* _Problem set_:
(1) In the Franks-A-Lot passage, turn the paragraph beginning "The menu has included" into a short bulleted list that keeps its main facts.
(2) Using the Franks-A-Lot passage, decide whether each statement agrees with it. Answer yes or no for each, and quote the words that settle it.
(a) The restaurant used to go by another name.
(b) All of its outdoor tables are covered.
(c) Thrillist's 2015 list recommended the Chicago-style hot dog.
(3) From the Franks-A-Lot passage, transcribe the part starting at "In 2014, Samantha" and ending at "The Dog House.".

Franks-A-Lot is a restaurant in the Whole Foods parking lot on East Burnside Street in the Kerns neighborhood. Housed in a small A-frame cottage, the restaurant has "always focused on quick, take-away, drive-thru dogs", according to Thrillist.

In 2022, Nathan Williams of Eater Portland described the cottage as "faux-Bavarian" and said the business serves "jumbo-sized" hot dogs and hand-made milkshakes. There are seven outdoor tables for seating, only one of which is covered, as of 2022.

=== Menu ===
The menu has included the Great American Frank, the Long Wiener Frank (a longer version of a standard hot dog), and Chicago-style hot dogs with or without toppings, as well as German sausages, polish hot dogs, and vegetable franks. The Jumbo American has sweet-hot mustard, jalapeños, and sauerkraut. There are vegan options as well.

In 2014, Samantha Bakall of The Oregonian said the restaurant "has the vibe of a Chicago joint" and described the Chicago-style hot dog as an "all-beef frank topped with yellow mustard, relish, cucumbers, red onions, sport peppers, fresh tomato slices and celery salt".

== History ==
The restaurant was previously known as The Dog House.

== Reception ==
Douglas Perry included Franks-A-Lot in The Oregonians 2008 overview of Portland's best hot dogs. Drew Tyson included the business in Thrillist's 2015 list of Portland's twelve best hot dog eateries and recommended the Long Wiener Frank. Franks-A-Lot had a rating of four stars based on 124 Yelp reviews, as of 2019. Eater Portlands Nathan Williams included the restaurant in a 2022 list of seventeen "places serving Portland's finest hot dogs" and 2023 list of the city's "snappiest, juiciest" hot dogs.

* _Dataset extract_:
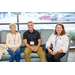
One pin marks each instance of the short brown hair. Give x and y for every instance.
(12, 25)
(63, 32)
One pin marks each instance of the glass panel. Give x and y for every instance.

* _Solutions to the tasks_:
(1)
- Great American Frank
- Long Wiener Frank, a longer version of a standard hot dog
- Chicago-style hot dogs, with or without toppings
- German sausages, polish hot dogs and vegetable franks
- Jumbo American, with sweet-hot mustard, jalapeños and sauerkraut
- Vegan options

(2)
(a) Yes: "The restaurant was previously known as The Dog House."
(b) No: "There are seven outdoor tables for seating, only one of which is covered"
(c) No: "recommended the Long Wiener Frank"

(3)
In 2014, Samantha Bakall of The Oregonian said the restaurant "has the vibe of a Chicago joint" and described the Chicago-style hot dog as an "all-beef frank topped with yellow mustard, relish, cucumbers, red onions, sport peppers, fresh tomato slices and celery salt".

== History ==
The restaurant was previously known as The Dog House.